*The task*: Your job is to write out each record precisely as it stands.

*Records supplied*:
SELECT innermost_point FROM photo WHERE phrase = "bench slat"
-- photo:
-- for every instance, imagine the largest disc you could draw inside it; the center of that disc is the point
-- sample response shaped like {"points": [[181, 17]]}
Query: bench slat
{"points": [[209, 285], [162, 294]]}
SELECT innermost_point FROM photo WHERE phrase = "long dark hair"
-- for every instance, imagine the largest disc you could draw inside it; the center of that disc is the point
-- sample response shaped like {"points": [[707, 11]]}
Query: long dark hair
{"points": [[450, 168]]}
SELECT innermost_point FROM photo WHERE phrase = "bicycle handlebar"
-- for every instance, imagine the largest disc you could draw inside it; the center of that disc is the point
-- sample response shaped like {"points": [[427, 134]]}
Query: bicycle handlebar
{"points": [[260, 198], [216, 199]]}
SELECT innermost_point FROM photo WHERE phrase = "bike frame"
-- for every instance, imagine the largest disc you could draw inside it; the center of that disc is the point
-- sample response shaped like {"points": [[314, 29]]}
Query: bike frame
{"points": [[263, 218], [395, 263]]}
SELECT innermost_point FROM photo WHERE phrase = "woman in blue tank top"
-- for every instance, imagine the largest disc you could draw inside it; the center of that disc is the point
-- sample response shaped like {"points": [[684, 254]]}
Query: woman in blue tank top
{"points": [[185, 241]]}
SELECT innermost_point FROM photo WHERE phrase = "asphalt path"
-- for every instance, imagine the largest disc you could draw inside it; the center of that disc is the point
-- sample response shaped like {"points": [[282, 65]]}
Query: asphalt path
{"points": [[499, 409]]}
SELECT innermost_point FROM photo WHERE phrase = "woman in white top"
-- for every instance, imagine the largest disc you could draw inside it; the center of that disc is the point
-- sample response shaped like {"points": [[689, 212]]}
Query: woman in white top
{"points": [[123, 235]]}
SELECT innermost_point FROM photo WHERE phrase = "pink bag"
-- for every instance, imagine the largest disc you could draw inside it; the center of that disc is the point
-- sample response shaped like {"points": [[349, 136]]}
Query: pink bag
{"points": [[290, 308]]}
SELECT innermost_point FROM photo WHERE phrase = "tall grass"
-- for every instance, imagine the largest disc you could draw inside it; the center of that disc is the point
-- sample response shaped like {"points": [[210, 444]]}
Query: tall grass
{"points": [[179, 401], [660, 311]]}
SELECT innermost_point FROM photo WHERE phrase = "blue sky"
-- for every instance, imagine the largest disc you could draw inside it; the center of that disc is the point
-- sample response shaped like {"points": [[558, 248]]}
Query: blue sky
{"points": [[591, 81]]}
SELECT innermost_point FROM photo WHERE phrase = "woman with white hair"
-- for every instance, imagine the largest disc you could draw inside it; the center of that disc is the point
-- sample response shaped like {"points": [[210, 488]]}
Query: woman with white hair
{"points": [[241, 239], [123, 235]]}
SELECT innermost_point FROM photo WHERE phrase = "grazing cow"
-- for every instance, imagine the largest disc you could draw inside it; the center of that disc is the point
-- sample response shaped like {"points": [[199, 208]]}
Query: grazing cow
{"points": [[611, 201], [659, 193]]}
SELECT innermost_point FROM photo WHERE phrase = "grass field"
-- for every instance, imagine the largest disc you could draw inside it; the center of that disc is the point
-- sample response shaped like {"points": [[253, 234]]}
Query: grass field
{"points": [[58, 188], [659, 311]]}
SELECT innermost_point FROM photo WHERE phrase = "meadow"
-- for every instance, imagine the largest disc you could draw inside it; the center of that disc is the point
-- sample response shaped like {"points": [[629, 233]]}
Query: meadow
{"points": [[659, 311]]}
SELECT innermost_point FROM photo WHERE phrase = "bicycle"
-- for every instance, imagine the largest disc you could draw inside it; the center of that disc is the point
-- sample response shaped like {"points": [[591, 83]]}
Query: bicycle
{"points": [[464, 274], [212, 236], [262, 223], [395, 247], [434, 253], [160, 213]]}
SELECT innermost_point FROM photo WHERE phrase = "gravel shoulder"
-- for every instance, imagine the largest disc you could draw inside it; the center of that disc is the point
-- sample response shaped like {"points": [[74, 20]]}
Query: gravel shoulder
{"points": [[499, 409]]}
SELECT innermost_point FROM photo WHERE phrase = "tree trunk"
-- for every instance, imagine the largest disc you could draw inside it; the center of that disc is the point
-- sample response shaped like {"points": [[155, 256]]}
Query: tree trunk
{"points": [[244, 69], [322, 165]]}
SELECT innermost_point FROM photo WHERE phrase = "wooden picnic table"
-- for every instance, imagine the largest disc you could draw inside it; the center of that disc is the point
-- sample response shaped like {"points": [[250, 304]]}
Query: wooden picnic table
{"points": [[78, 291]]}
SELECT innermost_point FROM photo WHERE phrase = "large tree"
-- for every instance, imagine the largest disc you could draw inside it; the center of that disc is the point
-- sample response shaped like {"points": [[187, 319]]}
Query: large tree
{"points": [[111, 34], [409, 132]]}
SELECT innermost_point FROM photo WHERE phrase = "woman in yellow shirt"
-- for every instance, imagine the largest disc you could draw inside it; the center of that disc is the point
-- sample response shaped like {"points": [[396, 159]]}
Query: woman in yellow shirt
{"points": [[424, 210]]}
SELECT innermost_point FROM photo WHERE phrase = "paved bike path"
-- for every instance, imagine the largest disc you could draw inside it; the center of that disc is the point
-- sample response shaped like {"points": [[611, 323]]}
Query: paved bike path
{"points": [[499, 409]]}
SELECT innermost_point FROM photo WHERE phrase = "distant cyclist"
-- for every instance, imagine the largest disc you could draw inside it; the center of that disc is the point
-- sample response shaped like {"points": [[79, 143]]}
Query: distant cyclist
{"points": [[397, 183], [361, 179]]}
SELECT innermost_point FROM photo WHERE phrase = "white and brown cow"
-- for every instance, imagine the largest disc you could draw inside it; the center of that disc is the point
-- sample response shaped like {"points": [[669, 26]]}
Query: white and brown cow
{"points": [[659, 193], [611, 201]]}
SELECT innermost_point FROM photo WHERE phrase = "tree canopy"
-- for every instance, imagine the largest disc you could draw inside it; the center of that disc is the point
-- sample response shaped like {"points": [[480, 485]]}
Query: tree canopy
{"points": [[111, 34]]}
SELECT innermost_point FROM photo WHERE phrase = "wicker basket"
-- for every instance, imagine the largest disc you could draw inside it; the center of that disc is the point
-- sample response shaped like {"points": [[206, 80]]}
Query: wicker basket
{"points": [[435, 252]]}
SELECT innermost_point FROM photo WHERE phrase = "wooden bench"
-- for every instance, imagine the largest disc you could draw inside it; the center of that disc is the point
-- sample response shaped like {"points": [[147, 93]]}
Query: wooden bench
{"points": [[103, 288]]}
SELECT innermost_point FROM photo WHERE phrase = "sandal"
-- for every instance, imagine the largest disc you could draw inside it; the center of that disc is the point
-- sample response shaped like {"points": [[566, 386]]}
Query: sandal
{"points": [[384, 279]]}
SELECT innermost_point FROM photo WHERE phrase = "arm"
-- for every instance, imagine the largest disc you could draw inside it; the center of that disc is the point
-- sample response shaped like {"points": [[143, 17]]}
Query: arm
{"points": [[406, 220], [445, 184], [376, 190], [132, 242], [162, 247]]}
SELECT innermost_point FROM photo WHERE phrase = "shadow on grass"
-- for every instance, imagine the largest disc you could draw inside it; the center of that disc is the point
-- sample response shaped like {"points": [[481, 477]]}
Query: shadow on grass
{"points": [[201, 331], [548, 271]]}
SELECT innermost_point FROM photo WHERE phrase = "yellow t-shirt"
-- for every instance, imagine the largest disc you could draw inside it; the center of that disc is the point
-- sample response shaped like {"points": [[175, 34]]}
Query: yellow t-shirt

*Written answer*:
SELECT innermost_point FROM photo WHERE phrase = "bench slat"
-- photo:
-- for every instance, imagine the largest disc you could draw inside it; the center of that disc is the point
-- sample response shaped like {"points": [[181, 17]]}
Query: bench slat
{"points": [[209, 285], [162, 294]]}
SELECT innermost_point FROM photo WHERE phrase = "long dark hair"
-- for every instance, imagine the largest disc you could draw inside it; the center of that disc is the point
-- sample response shaped like {"points": [[707, 11]]}
Query: long dark hair
{"points": [[450, 168]]}
SELECT innermost_point FROM photo WHERE phrase = "bicycle handlebar"
-- for every instance, imagine the largest disc you could draw inside it; the center of that disc is the point
-- sample response shaped like {"points": [[427, 134]]}
Query: bicycle handlebar
{"points": [[260, 198], [216, 199]]}
SELECT innermost_point FROM photo WHERE phrase = "bike frame"
-- for every instance, imagine the largest disc you could draw inside it; the center of that disc is the point
-- sample response shaped like {"points": [[314, 29]]}
Query: bike frame
{"points": [[263, 218], [395, 263]]}
SELECT innermost_point FROM photo WHERE phrase = "woman in blue tank top"
-- for every instance, imagine the largest disc you could draw inside it; the center of that disc is the point
-- sample response shaped like {"points": [[684, 254]]}
Query: woman in blue tank top
{"points": [[185, 241]]}
SELECT innermost_point FROM photo WHERE phrase = "asphalt path"
-- for every instance, imagine the largest disc you could draw inside it; the center of that disc is the point
-- sample response shaped like {"points": [[282, 65]]}
Query: asphalt path
{"points": [[499, 409]]}
SELECT innermost_point FROM photo WHERE phrase = "woman in white top"
-- for every instance, imagine the largest disc you could draw inside it; the center of that disc is the point
-- sample response shaped like {"points": [[689, 212]]}
Query: woman in white top
{"points": [[123, 235]]}
SELECT innermost_point FROM photo WHERE phrase = "pink bag"
-- for every instance, imagine the largest disc you could draw inside it; the center of that disc is the point
-- sample response shaped like {"points": [[349, 136]]}
Query: pink bag
{"points": [[290, 308]]}
SELECT innermost_point FROM photo WHERE phrase = "tall grass"
-- for every instance, imagine the largest disc you could draw inside it; the center of that disc is the point
-- sample response shaped like {"points": [[210, 444]]}
Query: tall grass
{"points": [[179, 401], [660, 311]]}
SELECT innermost_point FROM photo WHERE phrase = "blue sky"
-- for every instance, imagine the largest disc you could draw inside it; the center of that disc is the point
-- sample response shaped like {"points": [[558, 248]]}
Query: blue sky
{"points": [[591, 81]]}
SELECT innermost_point FROM photo WHERE phrase = "woman with white hair"
-- for every instance, imagine the largest disc you could draw inside it; the center of that disc is the point
-- sample response shaped like {"points": [[210, 488]]}
Query: woman with white hair
{"points": [[241, 239], [123, 235]]}
SELECT innermost_point FROM photo WHERE phrase = "grazing cow"
-- for every instance, imagine the largest disc you could draw inside it; the center of that disc is the point
-- sample response shaped like {"points": [[199, 208]]}
Query: grazing cow
{"points": [[611, 201], [659, 193]]}
SELECT innermost_point FROM photo WHERE phrase = "grass field"
-- for every instance, imagine the largest disc you could draw inside it; the center of that disc is the point
-- sample response shaped like {"points": [[253, 234]]}
Query: grass field
{"points": [[58, 188], [659, 311]]}
SELECT innermost_point FROM photo WHERE phrase = "meadow"
-- for every instance, imagine the largest disc you could draw inside it; the center of that disc is the point
-- sample response shaped like {"points": [[629, 233]]}
Query: meadow
{"points": [[659, 311]]}
SELECT innermost_point FROM photo WHERE phrase = "bicycle"
-- for every instance, imagine the largest disc you could draw inside it; the center of that disc is the point
-- sample response shaped like {"points": [[591, 83]]}
Query: bicycle
{"points": [[464, 274], [212, 236], [262, 223], [395, 247], [434, 253], [160, 213]]}
SELECT innermost_point FROM photo WHERE phrase = "gravel shoulder"
-- for every instance, imagine the largest disc you could draw inside it; the center of that disc is the point
-- sample response shaped like {"points": [[74, 20]]}
Query: gravel shoulder
{"points": [[499, 409]]}
SELECT innermost_point FROM photo WHERE phrase = "tree trunk"
-- for every instance, imagine the largest disc you could draw inside it; the center of that disc is the point
-- sample response shaped like {"points": [[155, 256]]}
Query: tree trunk
{"points": [[244, 69], [322, 165]]}
SELECT innermost_point FROM photo WHERE phrase = "wooden picnic table"
-- for every instance, imagine the largest disc you could draw inside it; the center of that disc is the point
-- sample response shaped like {"points": [[250, 304]]}
Query: wooden picnic table
{"points": [[78, 291]]}
SELECT innermost_point FROM photo WHERE phrase = "large tree"
-- for every instance, imagine the largest disc you could draw inside it; the center of that disc is the point
-- sample response shaped like {"points": [[187, 319]]}
Query: large tree
{"points": [[111, 34], [409, 132]]}
SELECT innermost_point FROM photo WHERE phrase = "woman in yellow shirt"
-- for every instance, imagine the largest disc you could draw inside it; the center of that disc is the point
-- sample response shaped like {"points": [[396, 159]]}
Query: woman in yellow shirt
{"points": [[424, 210]]}
SELECT innermost_point FROM photo WHERE phrase = "paved bike path"
-- for every instance, imagine the largest disc you could draw inside it; the center of that disc is the point
-- sample response shaped like {"points": [[611, 323]]}
Query: paved bike path
{"points": [[499, 409]]}
SELECT innermost_point FROM photo WHERE phrase = "distant cyclist"
-- for every instance, imagine the largest disc you could draw inside it; the center of that disc is the point
-- sample response shaped like {"points": [[79, 143]]}
Query: distant cyclist
{"points": [[397, 183], [361, 179]]}
SELECT innermost_point FROM photo WHERE phrase = "white and brown cow"
-- for every instance, imagine the largest disc you could draw inside it; the center of that disc is the point
-- sample response shaped like {"points": [[669, 26]]}
Query: white and brown cow
{"points": [[659, 193], [611, 201]]}
SELECT innermost_point FROM photo WHERE phrase = "tree canopy"
-- for every instance, imagine the largest disc you could draw inside it; the center of that disc is the point
-- sample response shaped like {"points": [[480, 485]]}
Query: tree canopy
{"points": [[111, 34]]}
SELECT innermost_point FROM photo WHERE phrase = "wicker basket"
-- for every instance, imagine the largest disc you could draw inside it; the center of that disc is the point
-- sample response shaped like {"points": [[206, 80]]}
Query: wicker basket
{"points": [[435, 252]]}
SELECT innermost_point FROM photo WHERE phrase = "wooden bench"
-- for every instance, imagine the largest disc you could draw inside it; the center of that disc is the point
-- sample response shaped like {"points": [[147, 93]]}
Query: wooden bench
{"points": [[103, 288]]}
SELECT innermost_point FROM photo WHERE phrase = "sandal"
-- for every instance, imagine the largest disc you could draw inside it; the center of that disc is the point
-- sample response shaped like {"points": [[566, 386]]}
Query: sandal
{"points": [[384, 279]]}
SELECT innermost_point FROM photo WHERE phrase = "arm"
-- for every instance, imagine the largest disc you could draw inside it; the center of that disc is the point
-- sample response shaped like {"points": [[143, 17]]}
Query: arm
{"points": [[406, 220], [445, 184], [376, 190], [132, 242], [162, 247]]}
SELECT innermost_point FROM photo WHERE phrase = "shadow on grass"
-- for every instance, imagine the largest disc you could draw inside it; the center of that disc is the point
-- sample response shaped like {"points": [[481, 477]]}
Query: shadow on grass
{"points": [[201, 331], [548, 271]]}
SELECT innermost_point FROM photo WHERE phrase = "yellow t-shirt"
-- for every instance, imagine the largest disc you could draw inside it; the center of that disc is the point
-- sample response shaped like {"points": [[175, 34]]}
Query: yellow t-shirt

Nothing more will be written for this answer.